● WORK TO COMPLETE:
All of the entries below need to be repeated exactly.

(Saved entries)
"""

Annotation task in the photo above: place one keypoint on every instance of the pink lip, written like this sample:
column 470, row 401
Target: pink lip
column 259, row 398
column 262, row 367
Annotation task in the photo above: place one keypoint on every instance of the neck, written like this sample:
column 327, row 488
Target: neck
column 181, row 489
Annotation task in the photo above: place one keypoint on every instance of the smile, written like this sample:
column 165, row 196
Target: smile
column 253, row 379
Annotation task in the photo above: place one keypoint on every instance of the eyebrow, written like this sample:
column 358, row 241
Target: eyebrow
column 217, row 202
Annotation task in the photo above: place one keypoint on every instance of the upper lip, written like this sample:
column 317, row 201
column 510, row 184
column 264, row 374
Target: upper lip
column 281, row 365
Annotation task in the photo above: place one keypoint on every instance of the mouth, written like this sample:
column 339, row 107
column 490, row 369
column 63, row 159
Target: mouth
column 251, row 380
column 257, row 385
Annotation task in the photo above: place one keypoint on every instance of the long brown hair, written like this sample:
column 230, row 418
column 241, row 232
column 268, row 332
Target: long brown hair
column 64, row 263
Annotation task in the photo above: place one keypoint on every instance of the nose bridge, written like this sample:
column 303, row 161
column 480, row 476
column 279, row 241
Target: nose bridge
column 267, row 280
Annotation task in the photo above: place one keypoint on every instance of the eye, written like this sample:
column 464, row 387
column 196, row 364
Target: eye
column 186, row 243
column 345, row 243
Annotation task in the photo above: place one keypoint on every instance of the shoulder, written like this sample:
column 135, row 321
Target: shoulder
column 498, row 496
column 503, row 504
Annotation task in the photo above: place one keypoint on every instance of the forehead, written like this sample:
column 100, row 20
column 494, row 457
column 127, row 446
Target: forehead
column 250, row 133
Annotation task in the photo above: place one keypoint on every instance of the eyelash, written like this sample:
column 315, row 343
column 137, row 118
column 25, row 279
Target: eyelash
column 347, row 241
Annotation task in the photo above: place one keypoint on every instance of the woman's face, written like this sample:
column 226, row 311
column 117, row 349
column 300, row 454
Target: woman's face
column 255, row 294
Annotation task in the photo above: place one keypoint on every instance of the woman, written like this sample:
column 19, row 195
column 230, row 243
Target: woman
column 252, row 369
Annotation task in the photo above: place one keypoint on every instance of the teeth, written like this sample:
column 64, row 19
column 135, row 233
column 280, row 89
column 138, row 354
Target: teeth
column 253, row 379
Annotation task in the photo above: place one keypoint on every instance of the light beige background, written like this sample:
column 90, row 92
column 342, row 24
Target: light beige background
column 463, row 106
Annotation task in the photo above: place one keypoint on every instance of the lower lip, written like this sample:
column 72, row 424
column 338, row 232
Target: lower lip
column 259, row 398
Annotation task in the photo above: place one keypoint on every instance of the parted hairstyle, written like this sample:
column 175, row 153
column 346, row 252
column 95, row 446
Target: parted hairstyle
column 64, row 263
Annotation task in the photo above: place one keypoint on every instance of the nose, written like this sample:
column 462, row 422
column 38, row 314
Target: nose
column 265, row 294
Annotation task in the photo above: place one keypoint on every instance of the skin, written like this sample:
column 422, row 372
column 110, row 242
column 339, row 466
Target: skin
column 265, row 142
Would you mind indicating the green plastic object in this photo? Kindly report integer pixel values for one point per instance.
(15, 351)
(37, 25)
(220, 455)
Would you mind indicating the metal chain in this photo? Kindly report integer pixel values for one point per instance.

"""

● TASK OUTPUT:
Annotation task in the photo above: place one keypoint on every instance of the pink lip, written like this sample:
column 470, row 401
Target: pink lip
column 259, row 398
column 262, row 367
Annotation task in the photo above: place one keypoint on every instance of the neck, written like this sample:
column 327, row 488
Target: neck
column 181, row 489
Annotation task in the photo above: place one keypoint on every instance of the smile, written like this sample:
column 165, row 196
Target: smile
column 253, row 379
Annotation task in the photo above: place one keypoint on every instance of the eyebrow, written like this sample:
column 358, row 241
Target: eyebrow
column 217, row 202
Annotation task in the photo above: place one keypoint on every instance of the upper lip, written like this sample:
column 317, row 201
column 510, row 184
column 264, row 374
Target: upper lip
column 281, row 365
Annotation task in the photo above: place one keypoint on every instance of the mouth, written like this sample:
column 339, row 107
column 490, row 369
column 63, row 159
Target: mouth
column 251, row 380
column 257, row 385
Annotation task in the photo above: place one keypoint on every instance of the long brown hair, written like this sample:
column 230, row 418
column 241, row 232
column 268, row 332
Target: long brown hair
column 64, row 263
Annotation task in the photo above: place one keypoint on every instance of the nose bridge, written like this sample:
column 303, row 161
column 480, row 476
column 279, row 241
Target: nose bridge
column 267, row 280
Annotation task in the photo above: place one keypoint on every instance of the eye, written like this sample:
column 464, row 387
column 196, row 364
Target: eye
column 186, row 243
column 345, row 243
Annotation task in the photo above: place one keypoint on every instance of the shoulder, written like this sample:
column 135, row 321
Target: shoulder
column 498, row 496
column 503, row 504
Annotation task in the photo above: place one keypoint on every instance of the forehead, written like this sample:
column 100, row 20
column 494, row 457
column 127, row 446
Target: forehead
column 250, row 133
Annotation task in the photo above: place one keypoint on every instance of the eyelash, written like this sample:
column 315, row 343
column 137, row 118
column 25, row 279
Target: eyelash
column 347, row 241
Annotation task in the photo above: place one keypoint on every instance of the woman's face, written like this sample:
column 226, row 311
column 117, row 349
column 300, row 454
Target: woman's face
column 255, row 294
Annotation task in the photo above: place one keypoint on every instance of the woman, written like this sample:
column 19, row 195
column 230, row 243
Target: woman
column 252, row 369
Annotation task in the photo above: place one keypoint on every instance of the teeth, written like this sample:
column 64, row 19
column 135, row 233
column 280, row 89
column 138, row 354
Target: teeth
column 253, row 379
Annotation task in the photo above: place one keypoint on every instance of the light beige background, written like this sample:
column 90, row 92
column 342, row 24
Target: light beige background
column 463, row 106
Annotation task in the photo above: place one keypoint on every instance of the lower lip, written like this sample:
column 72, row 424
column 338, row 232
Target: lower lip
column 259, row 398
Annotation task in the photo above: place one keypoint on every instance of the parted hairstyle, written like this sample:
column 175, row 153
column 346, row 252
column 95, row 446
Target: parted hairstyle
column 64, row 263
Annotation task in the photo above: place one keypoint on every instance of the nose, written like this sample:
column 462, row 422
column 38, row 314
Target: nose
column 265, row 294
Annotation task in the photo above: place one keypoint on every instance of the skin, written like this sample:
column 422, row 372
column 110, row 242
column 339, row 466
Target: skin
column 265, row 142
Would you mind indicating the green plastic object in this photo? Kindly report integer pixel values for one point per instance.
(15, 351)
(37, 25)
(220, 455)
Would you mind indicating the metal chain in this photo? Kindly report integer pixel values for one point per instance.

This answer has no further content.